> SU TAREA
Presente en formato CSV de dos columnas, «texto» y «respuesta», los datos que van desde su comienzo hasta la línea que contiene "[0,239,499,896]", ambas incluidas. Use una fila por cada par de texto y respuesta, con cada valor en un solo campo entre comillas y los saltos de línea convertidos en espacios.

> DATOS EXTRAÍDOS
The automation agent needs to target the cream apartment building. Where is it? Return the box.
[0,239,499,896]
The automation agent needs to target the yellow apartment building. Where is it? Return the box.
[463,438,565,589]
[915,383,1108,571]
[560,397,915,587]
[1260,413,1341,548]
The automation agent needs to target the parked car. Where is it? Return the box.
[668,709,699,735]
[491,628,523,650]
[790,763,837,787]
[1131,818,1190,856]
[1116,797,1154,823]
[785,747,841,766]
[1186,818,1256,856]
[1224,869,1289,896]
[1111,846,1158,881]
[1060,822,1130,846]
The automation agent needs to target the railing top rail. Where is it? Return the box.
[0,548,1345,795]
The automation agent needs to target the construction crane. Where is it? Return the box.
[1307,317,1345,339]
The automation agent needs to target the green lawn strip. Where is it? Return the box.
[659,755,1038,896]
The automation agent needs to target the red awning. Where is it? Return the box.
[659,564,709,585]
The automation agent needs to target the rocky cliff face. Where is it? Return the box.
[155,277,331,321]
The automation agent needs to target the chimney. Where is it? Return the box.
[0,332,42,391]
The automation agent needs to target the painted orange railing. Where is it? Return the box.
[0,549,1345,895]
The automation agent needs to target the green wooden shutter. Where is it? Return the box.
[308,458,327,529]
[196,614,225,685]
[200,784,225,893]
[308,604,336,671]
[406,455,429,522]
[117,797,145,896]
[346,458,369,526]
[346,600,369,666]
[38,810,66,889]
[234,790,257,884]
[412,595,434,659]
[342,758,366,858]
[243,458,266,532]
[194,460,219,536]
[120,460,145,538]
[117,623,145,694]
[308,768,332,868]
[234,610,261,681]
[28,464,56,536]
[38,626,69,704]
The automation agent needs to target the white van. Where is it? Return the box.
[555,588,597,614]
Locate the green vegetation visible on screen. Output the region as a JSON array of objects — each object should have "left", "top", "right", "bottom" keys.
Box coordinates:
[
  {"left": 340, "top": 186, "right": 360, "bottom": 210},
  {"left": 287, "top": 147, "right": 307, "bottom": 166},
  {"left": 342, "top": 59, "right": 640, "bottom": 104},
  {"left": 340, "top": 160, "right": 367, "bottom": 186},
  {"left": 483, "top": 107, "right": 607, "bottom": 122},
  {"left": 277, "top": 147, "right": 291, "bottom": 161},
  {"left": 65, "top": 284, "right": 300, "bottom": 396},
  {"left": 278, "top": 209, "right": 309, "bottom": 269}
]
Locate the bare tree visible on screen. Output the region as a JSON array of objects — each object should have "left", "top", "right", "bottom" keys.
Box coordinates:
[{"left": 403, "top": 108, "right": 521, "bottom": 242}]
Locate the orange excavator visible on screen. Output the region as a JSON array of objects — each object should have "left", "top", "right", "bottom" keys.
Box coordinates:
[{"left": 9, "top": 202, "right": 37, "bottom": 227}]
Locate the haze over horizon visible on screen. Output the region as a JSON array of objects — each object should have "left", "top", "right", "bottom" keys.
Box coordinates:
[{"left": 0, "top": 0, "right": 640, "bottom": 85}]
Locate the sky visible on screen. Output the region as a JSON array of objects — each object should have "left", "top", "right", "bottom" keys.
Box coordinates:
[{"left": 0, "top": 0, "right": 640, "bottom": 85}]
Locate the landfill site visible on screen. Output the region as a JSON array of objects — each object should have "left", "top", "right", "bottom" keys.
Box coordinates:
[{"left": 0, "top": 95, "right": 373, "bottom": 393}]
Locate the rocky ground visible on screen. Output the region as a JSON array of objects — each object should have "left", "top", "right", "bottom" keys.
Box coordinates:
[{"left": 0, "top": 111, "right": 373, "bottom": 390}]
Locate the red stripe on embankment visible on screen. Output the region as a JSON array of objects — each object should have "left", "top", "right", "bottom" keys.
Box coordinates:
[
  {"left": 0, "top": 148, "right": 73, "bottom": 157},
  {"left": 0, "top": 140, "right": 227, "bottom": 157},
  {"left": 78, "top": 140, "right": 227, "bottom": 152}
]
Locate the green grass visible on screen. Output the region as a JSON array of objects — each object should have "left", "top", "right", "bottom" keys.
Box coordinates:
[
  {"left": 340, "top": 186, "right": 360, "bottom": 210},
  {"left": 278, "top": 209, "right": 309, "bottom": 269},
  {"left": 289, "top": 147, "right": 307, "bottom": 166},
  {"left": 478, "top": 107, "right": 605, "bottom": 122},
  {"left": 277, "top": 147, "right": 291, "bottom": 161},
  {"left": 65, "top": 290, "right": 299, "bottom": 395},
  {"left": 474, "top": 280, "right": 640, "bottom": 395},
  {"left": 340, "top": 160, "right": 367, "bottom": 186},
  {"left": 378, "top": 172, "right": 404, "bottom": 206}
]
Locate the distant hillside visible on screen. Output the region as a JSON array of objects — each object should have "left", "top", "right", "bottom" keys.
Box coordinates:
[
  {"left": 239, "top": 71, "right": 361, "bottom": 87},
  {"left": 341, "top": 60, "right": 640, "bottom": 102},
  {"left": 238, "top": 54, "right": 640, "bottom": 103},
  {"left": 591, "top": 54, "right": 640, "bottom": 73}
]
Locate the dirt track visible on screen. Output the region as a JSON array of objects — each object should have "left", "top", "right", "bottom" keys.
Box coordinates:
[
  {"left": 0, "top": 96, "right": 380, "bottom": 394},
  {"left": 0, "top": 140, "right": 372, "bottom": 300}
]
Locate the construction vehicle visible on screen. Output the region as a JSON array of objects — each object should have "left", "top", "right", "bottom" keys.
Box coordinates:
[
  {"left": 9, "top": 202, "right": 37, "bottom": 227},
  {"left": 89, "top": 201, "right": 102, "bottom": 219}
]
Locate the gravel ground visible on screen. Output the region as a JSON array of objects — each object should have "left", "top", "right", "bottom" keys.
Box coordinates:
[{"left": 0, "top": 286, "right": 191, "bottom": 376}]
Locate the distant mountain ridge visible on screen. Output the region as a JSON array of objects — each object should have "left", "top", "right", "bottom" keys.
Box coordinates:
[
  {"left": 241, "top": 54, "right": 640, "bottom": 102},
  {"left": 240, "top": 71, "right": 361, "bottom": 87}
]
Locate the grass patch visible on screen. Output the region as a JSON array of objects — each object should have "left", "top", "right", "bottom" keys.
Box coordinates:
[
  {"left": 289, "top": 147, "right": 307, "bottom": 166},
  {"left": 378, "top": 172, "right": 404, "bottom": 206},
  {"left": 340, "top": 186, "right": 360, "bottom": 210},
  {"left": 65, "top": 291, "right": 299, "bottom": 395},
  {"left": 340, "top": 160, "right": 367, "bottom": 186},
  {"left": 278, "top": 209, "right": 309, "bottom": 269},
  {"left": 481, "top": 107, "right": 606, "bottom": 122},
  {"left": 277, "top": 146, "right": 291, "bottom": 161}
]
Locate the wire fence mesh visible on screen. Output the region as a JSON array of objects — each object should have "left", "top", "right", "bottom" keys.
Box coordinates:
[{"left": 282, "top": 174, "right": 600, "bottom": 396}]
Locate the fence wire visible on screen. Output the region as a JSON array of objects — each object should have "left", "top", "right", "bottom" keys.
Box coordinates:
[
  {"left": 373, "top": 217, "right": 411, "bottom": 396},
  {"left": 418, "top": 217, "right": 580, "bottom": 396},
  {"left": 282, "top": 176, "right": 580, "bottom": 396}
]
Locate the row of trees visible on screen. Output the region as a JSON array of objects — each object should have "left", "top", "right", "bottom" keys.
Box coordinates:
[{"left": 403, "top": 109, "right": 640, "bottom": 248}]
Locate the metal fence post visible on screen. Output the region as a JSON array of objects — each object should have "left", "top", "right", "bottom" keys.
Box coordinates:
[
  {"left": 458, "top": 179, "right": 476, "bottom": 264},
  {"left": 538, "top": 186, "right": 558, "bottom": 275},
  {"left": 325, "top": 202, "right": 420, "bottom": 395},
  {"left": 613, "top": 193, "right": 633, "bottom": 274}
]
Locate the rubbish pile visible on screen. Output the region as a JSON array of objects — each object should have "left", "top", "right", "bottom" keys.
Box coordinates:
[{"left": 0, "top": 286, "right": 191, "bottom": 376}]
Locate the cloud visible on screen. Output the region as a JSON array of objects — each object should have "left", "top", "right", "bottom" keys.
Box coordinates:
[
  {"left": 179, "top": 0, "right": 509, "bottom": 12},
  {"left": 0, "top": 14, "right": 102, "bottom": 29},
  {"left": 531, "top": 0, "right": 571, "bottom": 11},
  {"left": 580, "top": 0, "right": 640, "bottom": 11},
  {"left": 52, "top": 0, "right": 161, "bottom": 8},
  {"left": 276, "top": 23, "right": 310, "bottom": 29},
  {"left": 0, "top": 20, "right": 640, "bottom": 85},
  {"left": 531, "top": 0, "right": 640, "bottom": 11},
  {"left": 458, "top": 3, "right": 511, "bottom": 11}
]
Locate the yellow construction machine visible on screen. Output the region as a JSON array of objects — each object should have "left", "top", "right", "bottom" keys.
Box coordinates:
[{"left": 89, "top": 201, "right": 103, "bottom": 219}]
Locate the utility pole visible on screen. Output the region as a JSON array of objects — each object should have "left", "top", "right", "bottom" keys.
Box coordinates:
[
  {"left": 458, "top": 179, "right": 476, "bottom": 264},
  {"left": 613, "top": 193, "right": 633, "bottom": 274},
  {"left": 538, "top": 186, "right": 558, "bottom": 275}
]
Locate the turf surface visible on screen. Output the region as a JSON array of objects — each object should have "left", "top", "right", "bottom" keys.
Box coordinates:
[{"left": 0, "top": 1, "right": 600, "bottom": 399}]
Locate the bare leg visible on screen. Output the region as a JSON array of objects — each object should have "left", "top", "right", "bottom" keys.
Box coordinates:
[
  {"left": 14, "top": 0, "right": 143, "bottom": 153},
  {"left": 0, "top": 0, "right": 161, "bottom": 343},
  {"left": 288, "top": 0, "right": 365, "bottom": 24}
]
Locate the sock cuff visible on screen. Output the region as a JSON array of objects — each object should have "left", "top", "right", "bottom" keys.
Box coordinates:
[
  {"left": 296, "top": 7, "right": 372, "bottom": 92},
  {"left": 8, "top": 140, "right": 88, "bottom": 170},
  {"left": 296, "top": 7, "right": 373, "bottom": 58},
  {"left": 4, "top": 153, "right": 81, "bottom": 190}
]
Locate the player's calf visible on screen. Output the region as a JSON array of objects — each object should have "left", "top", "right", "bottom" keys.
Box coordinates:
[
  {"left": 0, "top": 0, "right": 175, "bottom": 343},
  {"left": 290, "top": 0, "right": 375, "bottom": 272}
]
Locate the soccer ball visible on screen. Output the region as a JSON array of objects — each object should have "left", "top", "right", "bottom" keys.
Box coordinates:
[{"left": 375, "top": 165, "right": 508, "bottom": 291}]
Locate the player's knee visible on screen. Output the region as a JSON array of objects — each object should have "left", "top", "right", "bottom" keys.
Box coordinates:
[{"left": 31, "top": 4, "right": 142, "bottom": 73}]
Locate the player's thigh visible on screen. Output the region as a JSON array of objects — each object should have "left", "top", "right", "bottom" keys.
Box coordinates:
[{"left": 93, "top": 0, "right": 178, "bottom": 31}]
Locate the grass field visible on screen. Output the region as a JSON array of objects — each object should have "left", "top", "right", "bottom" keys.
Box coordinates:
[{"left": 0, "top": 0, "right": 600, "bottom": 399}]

> RESULTADO DEL EJERCICIO
texto,respuesta
"The automation agent needs to target the cream apartment building. Where is it? Return the box.","[0,239,499,896]"